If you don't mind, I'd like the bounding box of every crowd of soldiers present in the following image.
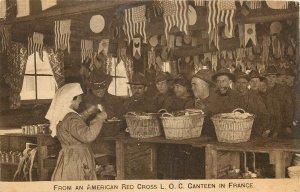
[79,65,294,140]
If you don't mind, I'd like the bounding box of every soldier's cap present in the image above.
[193,68,215,85]
[249,70,261,79]
[173,74,190,87]
[127,72,148,86]
[155,72,173,83]
[212,68,235,82]
[236,72,250,81]
[263,65,279,76]
[89,69,112,89]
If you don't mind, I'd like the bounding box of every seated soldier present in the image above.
[154,72,173,111]
[172,74,194,111]
[123,73,156,113]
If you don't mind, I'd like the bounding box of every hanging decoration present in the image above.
[162,0,188,43]
[0,0,6,18]
[54,19,71,53]
[98,39,109,56]
[90,15,105,33]
[81,40,94,62]
[124,5,147,44]
[244,24,257,47]
[17,0,30,17]
[207,0,236,49]
[27,32,44,61]
[0,25,10,53]
[195,0,205,7]
[266,0,289,9]
[246,0,262,9]
[132,37,141,59]
[41,0,57,10]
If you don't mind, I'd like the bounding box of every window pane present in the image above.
[36,51,53,75]
[25,54,34,74]
[20,75,35,100]
[37,76,56,99]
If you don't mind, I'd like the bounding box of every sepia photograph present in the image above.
[0,0,300,192]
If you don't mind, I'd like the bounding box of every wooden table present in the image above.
[106,134,300,179]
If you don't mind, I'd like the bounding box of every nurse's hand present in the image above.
[97,111,107,120]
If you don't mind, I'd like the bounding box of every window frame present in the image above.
[21,52,54,104]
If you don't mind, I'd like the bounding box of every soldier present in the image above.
[191,69,215,136]
[236,73,269,136]
[154,72,173,111]
[208,68,242,115]
[172,74,194,111]
[123,73,156,113]
[264,65,293,136]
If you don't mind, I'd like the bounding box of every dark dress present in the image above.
[51,112,103,181]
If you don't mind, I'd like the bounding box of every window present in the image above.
[108,58,131,96]
[20,51,57,101]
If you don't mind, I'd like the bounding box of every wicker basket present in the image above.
[211,109,255,143]
[160,113,204,140]
[124,112,162,139]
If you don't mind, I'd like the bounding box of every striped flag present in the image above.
[54,19,71,53]
[27,32,44,61]
[0,25,10,52]
[0,0,6,18]
[81,40,94,62]
[162,0,189,44]
[124,5,147,43]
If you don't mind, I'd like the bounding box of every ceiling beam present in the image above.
[0,0,142,24]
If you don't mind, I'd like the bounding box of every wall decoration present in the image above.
[0,0,6,18]
[266,0,289,9]
[17,0,30,17]
[132,37,142,59]
[54,19,71,53]
[27,32,44,61]
[188,5,197,25]
[81,40,94,62]
[41,0,57,10]
[244,24,257,46]
[0,25,11,53]
[98,39,109,56]
[162,0,188,45]
[124,5,147,44]
[90,15,105,33]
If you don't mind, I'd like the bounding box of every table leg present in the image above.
[205,145,218,179]
[116,140,125,180]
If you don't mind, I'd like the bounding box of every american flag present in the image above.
[81,40,94,62]
[27,32,44,60]
[54,19,71,53]
[162,0,188,41]
[124,5,147,43]
[0,25,10,52]
[207,0,236,48]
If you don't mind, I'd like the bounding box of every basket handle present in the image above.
[162,113,174,117]
[126,112,137,116]
[157,109,168,113]
[232,108,246,113]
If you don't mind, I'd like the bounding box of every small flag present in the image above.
[162,0,189,45]
[81,40,94,62]
[124,5,147,44]
[98,39,109,56]
[54,19,71,53]
[27,32,44,61]
[41,0,57,10]
[0,0,6,18]
[245,24,257,46]
[17,0,30,17]
[0,25,10,53]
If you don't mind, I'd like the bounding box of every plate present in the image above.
[90,15,105,33]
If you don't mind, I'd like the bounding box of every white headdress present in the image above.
[45,83,83,137]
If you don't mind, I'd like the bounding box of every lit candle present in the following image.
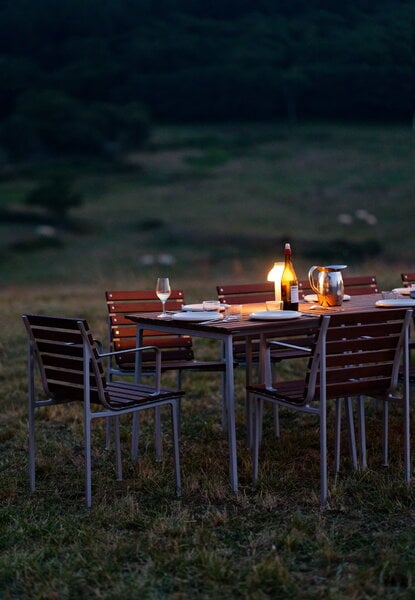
[267,263,284,302]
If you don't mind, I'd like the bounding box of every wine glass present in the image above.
[156,277,171,319]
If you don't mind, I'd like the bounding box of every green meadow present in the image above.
[0,123,415,600]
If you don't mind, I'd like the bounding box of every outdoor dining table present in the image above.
[127,294,406,492]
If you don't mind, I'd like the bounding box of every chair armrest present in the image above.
[99,346,161,394]
[99,346,160,358]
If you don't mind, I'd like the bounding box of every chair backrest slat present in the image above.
[298,275,379,299]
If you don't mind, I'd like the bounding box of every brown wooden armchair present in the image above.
[23,315,182,508]
[248,308,412,506]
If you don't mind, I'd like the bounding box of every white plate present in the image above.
[170,310,223,321]
[182,303,227,312]
[375,298,415,308]
[249,310,301,321]
[392,288,411,296]
[304,294,350,302]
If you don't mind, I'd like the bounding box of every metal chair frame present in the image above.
[23,314,183,508]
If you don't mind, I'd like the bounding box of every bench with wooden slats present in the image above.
[298,275,379,300]
[401,271,415,287]
[105,290,225,378]
[23,315,183,507]
[216,281,303,363]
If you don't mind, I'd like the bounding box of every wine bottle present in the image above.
[281,243,298,310]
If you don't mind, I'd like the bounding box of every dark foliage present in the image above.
[0,0,415,158]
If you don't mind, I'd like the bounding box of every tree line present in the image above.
[0,0,415,159]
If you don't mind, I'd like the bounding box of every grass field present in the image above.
[0,124,415,600]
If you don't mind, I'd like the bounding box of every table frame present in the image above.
[127,294,394,493]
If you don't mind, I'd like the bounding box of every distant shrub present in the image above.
[0,90,150,160]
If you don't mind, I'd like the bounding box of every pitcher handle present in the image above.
[308,265,319,294]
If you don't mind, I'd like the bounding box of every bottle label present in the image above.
[290,285,298,304]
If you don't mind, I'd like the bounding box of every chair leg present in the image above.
[27,345,36,492]
[220,373,228,432]
[334,398,342,473]
[131,412,140,461]
[346,398,357,469]
[320,409,328,507]
[273,404,280,437]
[251,397,263,486]
[357,396,367,469]
[171,398,182,498]
[105,417,111,450]
[113,416,122,481]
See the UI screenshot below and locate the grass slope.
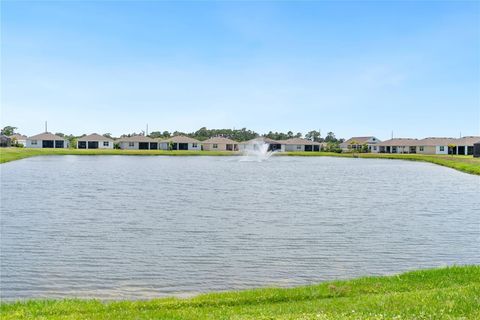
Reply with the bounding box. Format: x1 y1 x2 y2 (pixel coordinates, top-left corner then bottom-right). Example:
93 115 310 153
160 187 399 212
0 266 480 320
0 148 480 175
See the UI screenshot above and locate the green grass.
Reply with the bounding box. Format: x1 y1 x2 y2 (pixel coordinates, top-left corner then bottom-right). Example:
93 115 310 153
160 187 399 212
0 266 480 320
0 148 480 175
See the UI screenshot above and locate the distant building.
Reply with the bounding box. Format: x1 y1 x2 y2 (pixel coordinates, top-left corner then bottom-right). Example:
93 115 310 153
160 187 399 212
77 133 113 149
10 133 27 147
159 136 202 150
116 136 158 150
340 136 381 152
202 137 238 151
0 134 12 148
238 137 285 151
26 132 68 149
278 138 322 152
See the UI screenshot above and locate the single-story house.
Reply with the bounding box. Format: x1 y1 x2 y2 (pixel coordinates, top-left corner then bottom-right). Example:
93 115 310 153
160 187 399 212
238 137 285 152
202 137 238 151
10 133 27 147
26 132 68 148
0 134 12 148
340 136 381 152
159 136 202 150
116 136 158 150
278 138 322 152
77 133 113 149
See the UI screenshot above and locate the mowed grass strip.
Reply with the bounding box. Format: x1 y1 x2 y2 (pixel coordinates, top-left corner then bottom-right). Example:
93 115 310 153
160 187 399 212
0 148 480 175
0 266 480 319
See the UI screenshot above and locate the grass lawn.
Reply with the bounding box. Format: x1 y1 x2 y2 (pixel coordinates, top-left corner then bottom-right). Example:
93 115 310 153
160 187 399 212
0 148 480 175
0 266 480 320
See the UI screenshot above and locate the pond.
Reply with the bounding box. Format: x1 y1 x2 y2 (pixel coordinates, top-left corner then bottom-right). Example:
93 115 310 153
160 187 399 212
0 156 480 299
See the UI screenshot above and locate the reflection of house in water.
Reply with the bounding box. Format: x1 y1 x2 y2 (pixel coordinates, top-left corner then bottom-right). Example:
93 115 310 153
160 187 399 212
159 136 202 150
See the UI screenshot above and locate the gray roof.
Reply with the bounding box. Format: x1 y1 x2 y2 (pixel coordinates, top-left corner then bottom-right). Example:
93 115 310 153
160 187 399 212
278 138 322 146
117 136 157 142
160 136 200 143
28 132 65 141
77 133 113 141
202 137 238 144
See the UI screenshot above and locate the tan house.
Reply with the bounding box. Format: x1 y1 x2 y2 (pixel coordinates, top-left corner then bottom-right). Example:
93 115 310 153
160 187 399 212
278 138 322 152
116 136 158 150
340 136 381 152
202 137 238 151
26 132 68 148
77 133 113 149
159 136 202 150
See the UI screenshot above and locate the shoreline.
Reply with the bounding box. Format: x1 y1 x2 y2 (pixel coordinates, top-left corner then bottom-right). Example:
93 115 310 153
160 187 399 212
0 265 480 319
0 148 480 175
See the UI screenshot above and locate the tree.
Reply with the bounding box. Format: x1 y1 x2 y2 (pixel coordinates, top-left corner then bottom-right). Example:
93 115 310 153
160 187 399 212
1 126 18 136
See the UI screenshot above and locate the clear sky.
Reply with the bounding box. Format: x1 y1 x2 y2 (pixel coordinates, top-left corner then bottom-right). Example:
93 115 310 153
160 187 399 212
0 1 480 139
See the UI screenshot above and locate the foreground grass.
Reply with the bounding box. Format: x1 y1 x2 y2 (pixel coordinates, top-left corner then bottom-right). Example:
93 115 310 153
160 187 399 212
0 148 480 175
0 266 480 320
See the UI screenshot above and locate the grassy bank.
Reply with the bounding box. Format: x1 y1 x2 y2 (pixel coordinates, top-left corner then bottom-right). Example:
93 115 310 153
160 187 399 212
0 266 480 320
0 148 480 175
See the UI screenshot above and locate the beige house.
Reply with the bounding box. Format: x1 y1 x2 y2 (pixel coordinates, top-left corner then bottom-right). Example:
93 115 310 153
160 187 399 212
202 137 238 151
340 136 381 152
77 133 113 149
116 136 158 150
278 138 322 152
159 136 202 150
26 132 68 148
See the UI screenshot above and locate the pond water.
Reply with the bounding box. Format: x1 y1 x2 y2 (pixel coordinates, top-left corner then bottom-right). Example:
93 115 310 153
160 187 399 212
0 156 480 299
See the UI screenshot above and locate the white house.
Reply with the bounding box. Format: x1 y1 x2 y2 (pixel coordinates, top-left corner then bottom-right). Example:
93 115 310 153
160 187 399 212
26 132 68 148
278 138 322 152
77 133 113 149
117 136 158 150
159 136 202 150
340 136 381 152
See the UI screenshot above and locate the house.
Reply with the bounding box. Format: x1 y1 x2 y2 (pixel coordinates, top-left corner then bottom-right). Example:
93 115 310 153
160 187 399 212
278 138 322 152
0 134 12 148
159 136 202 150
238 137 285 152
26 132 68 149
372 138 419 153
202 137 238 151
340 136 381 152
10 133 27 147
116 136 158 150
77 133 113 149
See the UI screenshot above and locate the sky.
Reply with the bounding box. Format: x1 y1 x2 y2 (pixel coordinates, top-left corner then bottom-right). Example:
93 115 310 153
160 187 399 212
0 0 480 140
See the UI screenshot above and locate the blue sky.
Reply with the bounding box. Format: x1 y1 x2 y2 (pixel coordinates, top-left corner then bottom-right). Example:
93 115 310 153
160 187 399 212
0 1 480 139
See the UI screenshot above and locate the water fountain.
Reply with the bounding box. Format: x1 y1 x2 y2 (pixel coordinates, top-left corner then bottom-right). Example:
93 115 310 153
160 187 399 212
240 140 275 162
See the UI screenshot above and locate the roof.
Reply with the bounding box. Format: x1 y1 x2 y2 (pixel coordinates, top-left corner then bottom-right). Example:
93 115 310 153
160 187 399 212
278 138 322 146
160 136 200 143
77 133 113 141
117 136 157 142
377 138 419 147
10 133 27 140
28 132 65 141
202 137 238 144
241 137 282 144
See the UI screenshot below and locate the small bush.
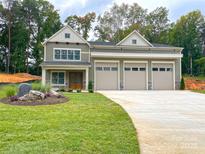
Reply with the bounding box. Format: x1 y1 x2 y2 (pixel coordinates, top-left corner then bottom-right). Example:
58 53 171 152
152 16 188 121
3 86 17 97
32 82 51 93
32 82 41 91
88 81 93 93
77 89 81 93
10 96 19 102
180 77 185 90
59 87 66 92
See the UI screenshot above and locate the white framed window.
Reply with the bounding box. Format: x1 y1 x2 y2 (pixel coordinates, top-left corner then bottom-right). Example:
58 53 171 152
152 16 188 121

▸ **Exercise aim**
Starting at the line containing "photograph present in the image above." and ending after the line containing "[106,134,300,179]", write out those lines again, switching "wooden" to "oak" and leaving everything else unchanged.

▸ **Reply to the exercise**
If you don't mind, I'd like the bounding box of every sepia photograph present in the image above.
[0,0,300,192]
If you don't mind, I'd like the bounding box of every oak table present in the image above.
[106,134,300,179]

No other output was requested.